START Provided text
• Paolo Amat

Can a flexible upper body help you breathe better and run more smoothly?

Why is trunk rotation important?

Trunk rotation is often overlooked when considering running form and technique. Having good form is more than just considering the lower part of your body. It’s about the whole body, which is designed to rotate.

When we walk or run, our trunk will rotate in the opposite direction to the advancing leg, which winds the core up to produce more torque and help stablise the pelvis and hips.

It’s important to be able to rotate properly through your trunk and spine to have the right counter rotation needed to stride properly. Having restricted range of movement through rotation can lead to over striding and loss of speed.

Furthermore, you need to be able to use your upper and lower ribs and diaphragm to breathe, ensuring you can make full use of your lung capacity.

How can I test my trunk rotation?

Sit on a chair in front of a mirror or have someone watch you perform the following movement.

Place opposing hands on opposite shoulders, with your legs and pelvis facing forward.

Slowly turn your trunk to the left and right. Hold this position until the end of the rotation. Breathe out as you turn – make sure you don't hunch or roll your shoulders forward.

The movement should show that you have far more range of movement, especially if you keep your shoulders square.
END Provided text
→ **Work request 1**: According to the trunk rotation article, what can a restricted range of rotational movement lead to?
→ **Work request 2**: Proceed with the trunk rotation article from the point at which it stops.
The entries are not needed for anything asked here.
START Listed records
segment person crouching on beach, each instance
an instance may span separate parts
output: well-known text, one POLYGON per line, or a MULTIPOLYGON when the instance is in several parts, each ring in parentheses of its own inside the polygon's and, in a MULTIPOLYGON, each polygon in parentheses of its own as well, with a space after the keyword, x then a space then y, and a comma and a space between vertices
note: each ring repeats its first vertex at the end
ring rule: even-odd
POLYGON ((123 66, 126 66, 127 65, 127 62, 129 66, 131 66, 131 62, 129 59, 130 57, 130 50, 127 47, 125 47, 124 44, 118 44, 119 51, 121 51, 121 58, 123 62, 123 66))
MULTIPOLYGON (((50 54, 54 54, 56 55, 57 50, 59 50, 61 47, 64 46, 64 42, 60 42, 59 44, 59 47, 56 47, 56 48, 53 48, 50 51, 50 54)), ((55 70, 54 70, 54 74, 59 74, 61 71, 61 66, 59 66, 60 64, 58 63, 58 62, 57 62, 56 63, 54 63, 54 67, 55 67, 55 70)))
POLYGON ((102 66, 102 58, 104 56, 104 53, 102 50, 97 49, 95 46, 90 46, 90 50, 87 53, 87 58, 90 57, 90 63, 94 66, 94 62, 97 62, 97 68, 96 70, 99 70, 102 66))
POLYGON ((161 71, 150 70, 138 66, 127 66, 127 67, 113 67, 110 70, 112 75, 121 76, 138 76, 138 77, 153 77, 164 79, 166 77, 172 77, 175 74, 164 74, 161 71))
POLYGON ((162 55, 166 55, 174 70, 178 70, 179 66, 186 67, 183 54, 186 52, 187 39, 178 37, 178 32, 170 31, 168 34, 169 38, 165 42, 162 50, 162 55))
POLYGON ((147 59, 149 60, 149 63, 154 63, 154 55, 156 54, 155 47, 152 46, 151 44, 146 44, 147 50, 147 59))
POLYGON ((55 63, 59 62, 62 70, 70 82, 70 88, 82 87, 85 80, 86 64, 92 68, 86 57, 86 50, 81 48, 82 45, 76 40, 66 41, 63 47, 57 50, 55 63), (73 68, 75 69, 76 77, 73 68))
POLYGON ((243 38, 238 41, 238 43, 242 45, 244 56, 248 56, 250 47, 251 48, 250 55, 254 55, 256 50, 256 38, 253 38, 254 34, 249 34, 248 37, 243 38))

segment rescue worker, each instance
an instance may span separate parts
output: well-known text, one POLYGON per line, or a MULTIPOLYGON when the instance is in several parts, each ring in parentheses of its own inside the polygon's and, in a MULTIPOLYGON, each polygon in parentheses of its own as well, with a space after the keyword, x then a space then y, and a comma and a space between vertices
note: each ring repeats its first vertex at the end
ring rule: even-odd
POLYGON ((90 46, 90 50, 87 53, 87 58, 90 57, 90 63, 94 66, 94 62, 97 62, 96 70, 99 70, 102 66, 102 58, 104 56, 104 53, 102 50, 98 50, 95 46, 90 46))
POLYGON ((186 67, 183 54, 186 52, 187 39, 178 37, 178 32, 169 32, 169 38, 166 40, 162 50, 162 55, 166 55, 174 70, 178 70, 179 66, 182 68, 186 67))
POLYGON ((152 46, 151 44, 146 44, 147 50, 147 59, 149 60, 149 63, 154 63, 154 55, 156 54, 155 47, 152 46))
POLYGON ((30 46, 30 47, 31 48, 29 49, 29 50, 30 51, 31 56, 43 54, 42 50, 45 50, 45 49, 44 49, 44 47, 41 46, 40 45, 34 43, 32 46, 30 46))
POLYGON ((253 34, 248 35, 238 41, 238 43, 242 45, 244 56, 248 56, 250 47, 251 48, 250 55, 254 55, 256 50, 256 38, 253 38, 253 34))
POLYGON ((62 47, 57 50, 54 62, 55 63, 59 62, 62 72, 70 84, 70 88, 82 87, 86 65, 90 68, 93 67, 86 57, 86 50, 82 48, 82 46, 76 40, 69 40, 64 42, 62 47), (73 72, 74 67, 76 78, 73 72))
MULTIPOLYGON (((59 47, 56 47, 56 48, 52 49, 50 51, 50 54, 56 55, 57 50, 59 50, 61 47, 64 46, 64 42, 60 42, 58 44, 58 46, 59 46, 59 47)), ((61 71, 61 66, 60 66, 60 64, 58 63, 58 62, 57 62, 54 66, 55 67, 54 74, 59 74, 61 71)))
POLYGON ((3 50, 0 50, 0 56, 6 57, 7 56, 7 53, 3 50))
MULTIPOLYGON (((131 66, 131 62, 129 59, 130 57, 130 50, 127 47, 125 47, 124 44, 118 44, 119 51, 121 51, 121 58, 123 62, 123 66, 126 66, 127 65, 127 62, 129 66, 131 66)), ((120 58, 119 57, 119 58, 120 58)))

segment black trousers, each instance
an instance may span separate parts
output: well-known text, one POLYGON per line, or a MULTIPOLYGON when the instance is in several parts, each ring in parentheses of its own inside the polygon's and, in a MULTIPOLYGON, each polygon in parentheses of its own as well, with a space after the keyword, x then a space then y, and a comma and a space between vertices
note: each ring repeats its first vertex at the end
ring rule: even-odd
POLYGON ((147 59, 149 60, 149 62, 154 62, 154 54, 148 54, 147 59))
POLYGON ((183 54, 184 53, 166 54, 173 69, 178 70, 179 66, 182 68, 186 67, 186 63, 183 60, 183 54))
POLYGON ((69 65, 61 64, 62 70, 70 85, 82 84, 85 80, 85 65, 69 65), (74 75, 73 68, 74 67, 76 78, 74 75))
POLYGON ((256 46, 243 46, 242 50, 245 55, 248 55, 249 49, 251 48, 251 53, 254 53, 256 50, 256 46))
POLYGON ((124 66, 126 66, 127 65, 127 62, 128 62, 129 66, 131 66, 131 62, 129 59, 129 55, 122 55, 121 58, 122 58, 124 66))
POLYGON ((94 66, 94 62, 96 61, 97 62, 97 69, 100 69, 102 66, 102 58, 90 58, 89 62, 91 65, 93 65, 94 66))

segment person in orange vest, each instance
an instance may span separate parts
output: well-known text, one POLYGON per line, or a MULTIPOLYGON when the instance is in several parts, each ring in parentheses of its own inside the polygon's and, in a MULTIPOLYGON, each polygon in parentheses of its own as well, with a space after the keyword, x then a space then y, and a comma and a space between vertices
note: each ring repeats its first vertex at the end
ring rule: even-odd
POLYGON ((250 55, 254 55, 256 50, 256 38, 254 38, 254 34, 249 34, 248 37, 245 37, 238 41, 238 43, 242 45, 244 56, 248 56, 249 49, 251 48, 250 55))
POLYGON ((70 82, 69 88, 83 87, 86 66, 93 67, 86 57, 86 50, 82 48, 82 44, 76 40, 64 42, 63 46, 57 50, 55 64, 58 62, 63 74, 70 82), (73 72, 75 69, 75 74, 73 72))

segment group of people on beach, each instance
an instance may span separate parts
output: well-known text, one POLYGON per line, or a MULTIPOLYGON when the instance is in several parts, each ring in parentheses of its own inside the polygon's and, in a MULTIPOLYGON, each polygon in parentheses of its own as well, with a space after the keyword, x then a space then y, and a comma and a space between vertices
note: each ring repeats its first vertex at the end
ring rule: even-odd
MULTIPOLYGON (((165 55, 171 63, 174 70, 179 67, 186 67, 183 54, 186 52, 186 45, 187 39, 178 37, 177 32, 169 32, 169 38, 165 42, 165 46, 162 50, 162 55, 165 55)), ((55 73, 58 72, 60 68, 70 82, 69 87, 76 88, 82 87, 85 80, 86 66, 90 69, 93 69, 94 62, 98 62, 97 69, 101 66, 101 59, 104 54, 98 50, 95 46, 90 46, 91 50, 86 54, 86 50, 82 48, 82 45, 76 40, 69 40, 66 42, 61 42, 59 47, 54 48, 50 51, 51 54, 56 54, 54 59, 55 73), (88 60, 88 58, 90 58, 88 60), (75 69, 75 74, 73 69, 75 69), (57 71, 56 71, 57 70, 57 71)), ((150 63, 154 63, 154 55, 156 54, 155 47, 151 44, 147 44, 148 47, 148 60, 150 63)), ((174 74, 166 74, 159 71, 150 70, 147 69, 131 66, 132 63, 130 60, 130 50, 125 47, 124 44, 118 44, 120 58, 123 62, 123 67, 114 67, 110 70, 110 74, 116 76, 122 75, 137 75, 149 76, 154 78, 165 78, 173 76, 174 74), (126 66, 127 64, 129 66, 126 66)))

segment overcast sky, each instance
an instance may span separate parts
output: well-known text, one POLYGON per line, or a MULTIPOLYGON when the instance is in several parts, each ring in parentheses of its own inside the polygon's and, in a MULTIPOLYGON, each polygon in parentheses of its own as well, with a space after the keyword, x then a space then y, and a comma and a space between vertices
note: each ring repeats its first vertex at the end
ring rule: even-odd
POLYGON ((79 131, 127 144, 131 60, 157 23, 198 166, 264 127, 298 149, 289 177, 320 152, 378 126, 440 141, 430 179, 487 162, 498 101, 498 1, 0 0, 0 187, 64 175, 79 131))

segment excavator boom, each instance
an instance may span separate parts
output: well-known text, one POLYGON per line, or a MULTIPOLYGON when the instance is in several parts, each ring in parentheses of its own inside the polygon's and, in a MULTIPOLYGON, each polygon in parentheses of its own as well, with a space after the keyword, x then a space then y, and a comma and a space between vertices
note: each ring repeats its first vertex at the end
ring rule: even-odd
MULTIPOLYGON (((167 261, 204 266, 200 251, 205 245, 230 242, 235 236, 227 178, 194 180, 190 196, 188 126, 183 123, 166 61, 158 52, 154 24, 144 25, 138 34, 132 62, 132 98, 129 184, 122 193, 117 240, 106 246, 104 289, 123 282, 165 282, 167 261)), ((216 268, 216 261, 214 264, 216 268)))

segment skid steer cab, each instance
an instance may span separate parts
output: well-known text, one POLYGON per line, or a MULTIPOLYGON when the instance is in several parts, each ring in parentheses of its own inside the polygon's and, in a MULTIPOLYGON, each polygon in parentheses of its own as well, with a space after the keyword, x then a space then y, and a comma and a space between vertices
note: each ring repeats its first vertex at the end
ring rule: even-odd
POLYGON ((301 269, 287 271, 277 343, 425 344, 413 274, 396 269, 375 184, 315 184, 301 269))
END Listed records
→ **Reply 1**: Over striding and loss of speed.

→ **Reply 2**:
Your shoulders should be able to rotate up to roughly 70 degrees from your starting position. If you notice that your movement is significantly less than this, you should consider working on your upper body flexibility with the following movements.

How can I improve my trunk range of movement?

1. Trunk rotation with flexion

This movement pattern is particularly focused on the restricted area of three or four of the 12 thoracic vertebrae.

This allows movement only through the segments that are actually mobile and less so through the ones that aren't.

Proceed to a seating position upright in a chair, placing both your hands on your shoulders and turning your trunk to one side. At this point, bend forward until you feel the restriction increase in your spine.

From here, bend at this point and add a pulsing motion into the tightness. Take three deep breathes in this position. Continue this movement for up to one minute, then re-test your range of movement, look at repeating this three to four times per day.

2. Lower rib breathing – range test

Whilst you rotate, especially if you have restriction in your thoracic spine, you will notice that your lower ribs do not expand fully as you breathe deeply. This will restrict your breathing in the diaphragm and upper ribs, reducing your overall breathing efficiency.

To test this, sit upright, place your hands on the lower ribs and observe how much they move when you breathe in and out while facing forwards. Then, twist to each side and breathe deeply again.

The right side will move almost as much, but the left side less so. However, you need similar movement in both. If it is apparent that you have insufficient movement, this will need to be worked on. Make sure you test both sides!

3. Lower rib breathing – range exercise

It’s very easy to get into the habit of using your upper ribs rather than your lower ones. The reason for this is that the respiratory muscles become under used and very weak.

To improve this, initially you need to work on your thoracic range of movement and deep breathing, as demonstrated in 1 and 2.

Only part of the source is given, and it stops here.